Gather each line below that contains the word "task" and copy those lines out in full.

[Supplied entries]
'''

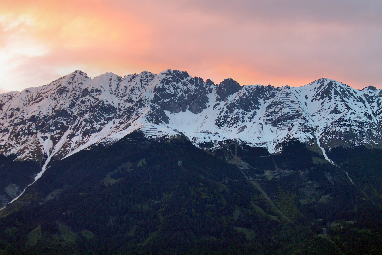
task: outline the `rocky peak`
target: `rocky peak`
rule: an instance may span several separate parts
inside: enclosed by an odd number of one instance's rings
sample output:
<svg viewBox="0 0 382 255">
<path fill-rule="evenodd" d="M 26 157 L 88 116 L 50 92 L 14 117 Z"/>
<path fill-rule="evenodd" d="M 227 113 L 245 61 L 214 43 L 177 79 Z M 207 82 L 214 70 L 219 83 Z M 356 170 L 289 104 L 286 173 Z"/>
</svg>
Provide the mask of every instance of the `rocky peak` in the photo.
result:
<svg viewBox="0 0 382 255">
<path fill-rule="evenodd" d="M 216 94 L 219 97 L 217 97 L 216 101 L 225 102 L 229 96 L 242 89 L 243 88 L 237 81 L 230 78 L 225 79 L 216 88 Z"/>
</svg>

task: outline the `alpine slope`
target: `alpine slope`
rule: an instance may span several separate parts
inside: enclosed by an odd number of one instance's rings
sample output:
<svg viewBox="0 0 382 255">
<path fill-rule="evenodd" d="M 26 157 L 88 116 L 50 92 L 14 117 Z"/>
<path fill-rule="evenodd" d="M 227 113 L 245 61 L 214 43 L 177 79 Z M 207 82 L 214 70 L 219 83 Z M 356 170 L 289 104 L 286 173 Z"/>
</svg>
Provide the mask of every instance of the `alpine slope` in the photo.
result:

'''
'''

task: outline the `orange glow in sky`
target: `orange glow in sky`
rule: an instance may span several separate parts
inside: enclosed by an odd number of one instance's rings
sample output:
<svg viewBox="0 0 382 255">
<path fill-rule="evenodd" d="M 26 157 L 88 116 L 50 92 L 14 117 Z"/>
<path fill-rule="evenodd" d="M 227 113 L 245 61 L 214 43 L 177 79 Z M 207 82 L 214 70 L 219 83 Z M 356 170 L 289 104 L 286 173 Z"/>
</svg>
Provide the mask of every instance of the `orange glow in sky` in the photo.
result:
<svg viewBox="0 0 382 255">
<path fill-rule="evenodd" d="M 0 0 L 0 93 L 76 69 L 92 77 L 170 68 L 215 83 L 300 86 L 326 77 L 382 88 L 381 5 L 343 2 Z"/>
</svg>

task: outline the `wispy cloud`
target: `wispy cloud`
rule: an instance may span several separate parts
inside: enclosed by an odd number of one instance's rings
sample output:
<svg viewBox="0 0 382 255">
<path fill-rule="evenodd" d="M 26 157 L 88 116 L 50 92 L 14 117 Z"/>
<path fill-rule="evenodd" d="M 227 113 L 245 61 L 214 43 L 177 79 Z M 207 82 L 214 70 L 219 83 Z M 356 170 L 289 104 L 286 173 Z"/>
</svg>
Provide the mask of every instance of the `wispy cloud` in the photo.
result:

'''
'''

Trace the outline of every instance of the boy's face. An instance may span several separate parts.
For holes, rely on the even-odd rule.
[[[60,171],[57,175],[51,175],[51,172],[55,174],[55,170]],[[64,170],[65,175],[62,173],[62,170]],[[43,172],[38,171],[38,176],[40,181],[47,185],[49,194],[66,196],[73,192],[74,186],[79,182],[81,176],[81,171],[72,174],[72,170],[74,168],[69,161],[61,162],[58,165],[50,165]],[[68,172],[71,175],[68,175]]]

'''

[Response to the exercise]
task: outline the `rocky peak`
task: outline the `alpine slope`
task: outline the `orange glow in sky`
task: outline the `wispy cloud`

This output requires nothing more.